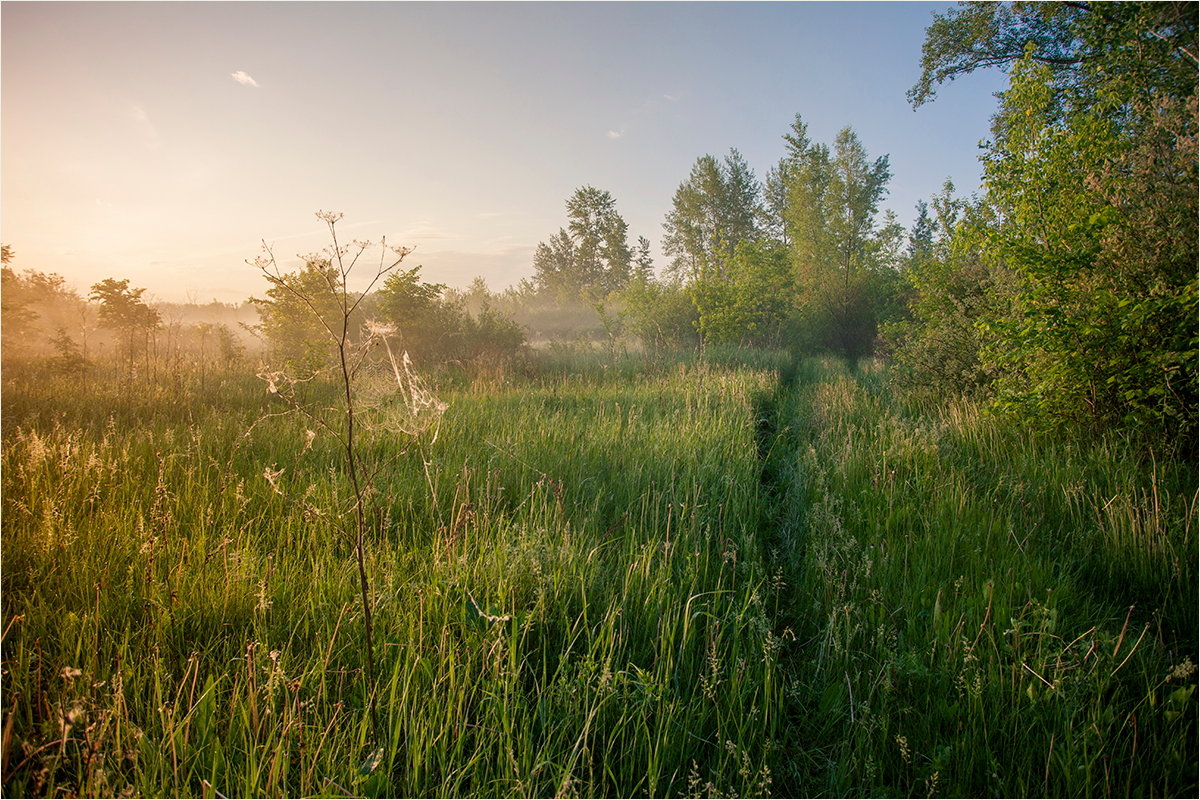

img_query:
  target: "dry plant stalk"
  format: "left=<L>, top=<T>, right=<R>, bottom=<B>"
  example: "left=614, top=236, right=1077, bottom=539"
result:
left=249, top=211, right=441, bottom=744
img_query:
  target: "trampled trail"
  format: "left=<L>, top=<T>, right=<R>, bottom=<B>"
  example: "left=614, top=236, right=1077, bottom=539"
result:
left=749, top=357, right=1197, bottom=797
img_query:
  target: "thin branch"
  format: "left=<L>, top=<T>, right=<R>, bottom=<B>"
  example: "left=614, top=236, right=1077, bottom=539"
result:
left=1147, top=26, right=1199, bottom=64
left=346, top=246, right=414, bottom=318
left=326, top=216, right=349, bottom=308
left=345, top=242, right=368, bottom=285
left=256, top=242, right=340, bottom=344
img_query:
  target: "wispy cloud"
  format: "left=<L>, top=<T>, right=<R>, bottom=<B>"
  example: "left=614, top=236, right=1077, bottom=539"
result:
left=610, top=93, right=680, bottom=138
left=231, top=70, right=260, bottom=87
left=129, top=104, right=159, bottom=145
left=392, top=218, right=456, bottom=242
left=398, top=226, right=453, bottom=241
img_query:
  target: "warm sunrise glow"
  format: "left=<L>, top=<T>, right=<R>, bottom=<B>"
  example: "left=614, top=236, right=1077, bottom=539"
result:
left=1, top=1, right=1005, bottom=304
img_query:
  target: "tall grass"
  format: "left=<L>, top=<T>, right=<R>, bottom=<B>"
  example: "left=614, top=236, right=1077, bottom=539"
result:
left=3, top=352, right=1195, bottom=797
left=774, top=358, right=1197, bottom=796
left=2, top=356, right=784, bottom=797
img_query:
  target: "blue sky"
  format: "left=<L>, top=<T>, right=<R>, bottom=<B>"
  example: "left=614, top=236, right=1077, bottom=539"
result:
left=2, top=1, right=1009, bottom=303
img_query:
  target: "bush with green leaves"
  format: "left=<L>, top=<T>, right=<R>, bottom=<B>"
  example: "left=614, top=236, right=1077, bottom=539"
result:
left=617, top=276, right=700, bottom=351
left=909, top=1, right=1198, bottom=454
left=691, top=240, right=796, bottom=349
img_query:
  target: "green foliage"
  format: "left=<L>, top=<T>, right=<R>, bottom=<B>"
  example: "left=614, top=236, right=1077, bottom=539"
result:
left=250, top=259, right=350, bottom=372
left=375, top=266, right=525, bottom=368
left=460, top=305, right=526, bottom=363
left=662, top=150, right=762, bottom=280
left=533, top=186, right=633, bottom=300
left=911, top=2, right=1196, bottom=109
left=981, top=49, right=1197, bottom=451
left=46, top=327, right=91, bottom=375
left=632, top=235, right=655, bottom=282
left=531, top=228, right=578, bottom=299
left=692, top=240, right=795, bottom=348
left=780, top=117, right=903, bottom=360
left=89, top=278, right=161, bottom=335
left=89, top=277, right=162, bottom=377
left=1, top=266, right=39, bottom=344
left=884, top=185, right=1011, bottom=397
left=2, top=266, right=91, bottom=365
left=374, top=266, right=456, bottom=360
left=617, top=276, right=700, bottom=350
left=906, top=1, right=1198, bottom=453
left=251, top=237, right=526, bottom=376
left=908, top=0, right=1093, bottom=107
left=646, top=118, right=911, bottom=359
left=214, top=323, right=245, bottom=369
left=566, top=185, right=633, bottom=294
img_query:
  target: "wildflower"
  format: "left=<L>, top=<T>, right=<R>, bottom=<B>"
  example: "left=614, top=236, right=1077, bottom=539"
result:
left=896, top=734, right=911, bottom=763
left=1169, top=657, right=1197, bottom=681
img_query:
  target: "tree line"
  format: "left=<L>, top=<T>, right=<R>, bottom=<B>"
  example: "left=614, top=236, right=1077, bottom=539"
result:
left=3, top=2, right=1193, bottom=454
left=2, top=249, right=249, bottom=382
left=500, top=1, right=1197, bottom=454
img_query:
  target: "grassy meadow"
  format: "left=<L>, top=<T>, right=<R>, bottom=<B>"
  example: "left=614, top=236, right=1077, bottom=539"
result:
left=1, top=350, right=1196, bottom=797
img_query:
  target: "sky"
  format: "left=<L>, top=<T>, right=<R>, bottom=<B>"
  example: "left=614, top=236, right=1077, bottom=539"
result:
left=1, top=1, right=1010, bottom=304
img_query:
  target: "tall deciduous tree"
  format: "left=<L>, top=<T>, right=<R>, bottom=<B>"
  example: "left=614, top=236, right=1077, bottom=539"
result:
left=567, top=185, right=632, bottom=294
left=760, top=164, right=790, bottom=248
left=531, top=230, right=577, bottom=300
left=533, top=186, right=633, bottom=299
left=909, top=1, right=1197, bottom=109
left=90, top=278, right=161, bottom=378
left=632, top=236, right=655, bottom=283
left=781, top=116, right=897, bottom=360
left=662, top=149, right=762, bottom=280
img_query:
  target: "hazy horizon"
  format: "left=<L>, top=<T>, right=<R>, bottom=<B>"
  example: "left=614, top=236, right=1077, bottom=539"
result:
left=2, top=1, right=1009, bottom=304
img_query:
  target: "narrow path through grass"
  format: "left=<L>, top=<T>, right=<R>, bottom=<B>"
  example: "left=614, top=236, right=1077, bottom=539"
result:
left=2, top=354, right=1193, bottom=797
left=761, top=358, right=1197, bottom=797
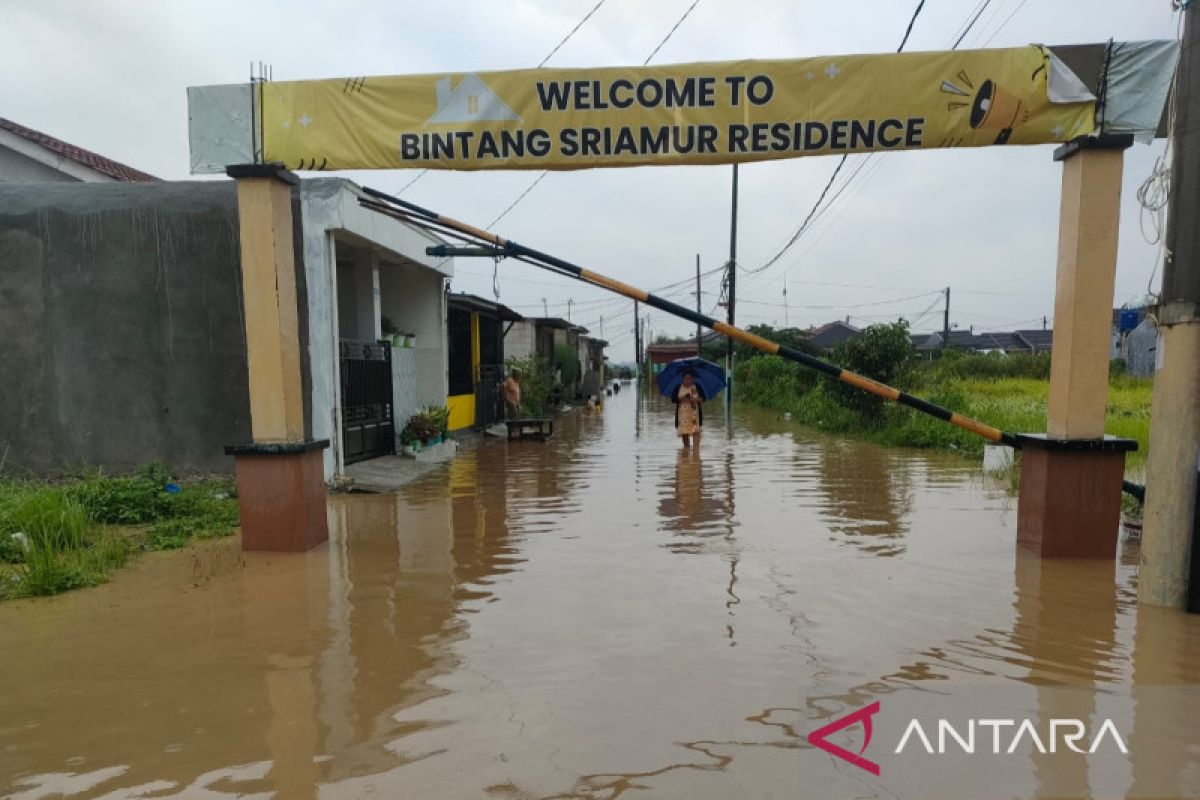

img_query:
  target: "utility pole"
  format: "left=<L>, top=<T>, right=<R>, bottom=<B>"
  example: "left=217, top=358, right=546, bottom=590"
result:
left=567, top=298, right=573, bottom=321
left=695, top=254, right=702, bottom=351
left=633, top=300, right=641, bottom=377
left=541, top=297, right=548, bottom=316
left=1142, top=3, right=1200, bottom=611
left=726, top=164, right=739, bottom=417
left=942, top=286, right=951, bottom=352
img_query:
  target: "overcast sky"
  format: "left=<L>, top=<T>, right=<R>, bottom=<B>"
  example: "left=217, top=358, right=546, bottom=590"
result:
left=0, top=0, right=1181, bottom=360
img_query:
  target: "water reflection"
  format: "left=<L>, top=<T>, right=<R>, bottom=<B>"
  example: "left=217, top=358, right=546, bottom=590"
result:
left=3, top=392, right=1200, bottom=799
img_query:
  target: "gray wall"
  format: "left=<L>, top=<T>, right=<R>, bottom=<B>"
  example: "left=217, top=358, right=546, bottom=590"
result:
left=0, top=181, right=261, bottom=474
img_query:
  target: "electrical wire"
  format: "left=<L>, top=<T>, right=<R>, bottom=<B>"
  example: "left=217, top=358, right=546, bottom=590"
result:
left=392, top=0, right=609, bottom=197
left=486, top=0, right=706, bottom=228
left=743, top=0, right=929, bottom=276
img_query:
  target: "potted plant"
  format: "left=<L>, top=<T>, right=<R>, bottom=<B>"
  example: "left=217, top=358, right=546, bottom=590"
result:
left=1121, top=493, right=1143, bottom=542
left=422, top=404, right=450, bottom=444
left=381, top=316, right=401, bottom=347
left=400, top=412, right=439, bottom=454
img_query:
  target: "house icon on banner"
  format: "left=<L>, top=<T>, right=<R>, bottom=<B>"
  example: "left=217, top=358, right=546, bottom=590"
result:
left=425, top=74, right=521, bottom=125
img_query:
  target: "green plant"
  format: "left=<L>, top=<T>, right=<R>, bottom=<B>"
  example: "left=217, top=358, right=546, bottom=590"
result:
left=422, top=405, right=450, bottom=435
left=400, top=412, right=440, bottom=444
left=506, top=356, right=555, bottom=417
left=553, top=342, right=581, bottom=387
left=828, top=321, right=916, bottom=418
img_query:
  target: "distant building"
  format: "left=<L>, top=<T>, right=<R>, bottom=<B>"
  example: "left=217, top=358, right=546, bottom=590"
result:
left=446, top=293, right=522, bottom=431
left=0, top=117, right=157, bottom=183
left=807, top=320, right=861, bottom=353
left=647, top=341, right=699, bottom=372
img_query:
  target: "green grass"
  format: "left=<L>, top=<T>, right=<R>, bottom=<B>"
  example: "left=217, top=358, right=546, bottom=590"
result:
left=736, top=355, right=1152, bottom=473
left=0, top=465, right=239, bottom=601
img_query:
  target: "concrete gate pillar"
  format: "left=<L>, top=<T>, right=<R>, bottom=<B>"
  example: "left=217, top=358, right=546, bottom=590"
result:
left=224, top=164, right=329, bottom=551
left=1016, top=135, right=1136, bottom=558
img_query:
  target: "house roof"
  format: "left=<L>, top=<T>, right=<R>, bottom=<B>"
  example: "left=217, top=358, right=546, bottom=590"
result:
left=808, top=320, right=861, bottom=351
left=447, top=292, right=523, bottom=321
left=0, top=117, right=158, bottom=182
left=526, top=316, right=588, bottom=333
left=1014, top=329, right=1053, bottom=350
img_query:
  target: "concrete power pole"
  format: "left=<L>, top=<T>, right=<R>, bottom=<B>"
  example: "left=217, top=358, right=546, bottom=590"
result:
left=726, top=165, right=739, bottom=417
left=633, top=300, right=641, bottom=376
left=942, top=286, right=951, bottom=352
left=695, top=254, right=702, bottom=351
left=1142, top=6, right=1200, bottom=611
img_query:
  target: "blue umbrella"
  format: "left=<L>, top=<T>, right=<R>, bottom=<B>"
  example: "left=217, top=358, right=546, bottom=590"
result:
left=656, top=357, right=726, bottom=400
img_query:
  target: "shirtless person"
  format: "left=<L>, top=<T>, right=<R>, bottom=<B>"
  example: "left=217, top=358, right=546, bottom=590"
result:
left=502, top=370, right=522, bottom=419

___

▶ WORK TASK: Using the material above, find each line that holds "plant" and copy that line.

▶ RESPONSE BELOW:
  target: "dry plant stalk"
  target: "potted plant"
  target: "green plant"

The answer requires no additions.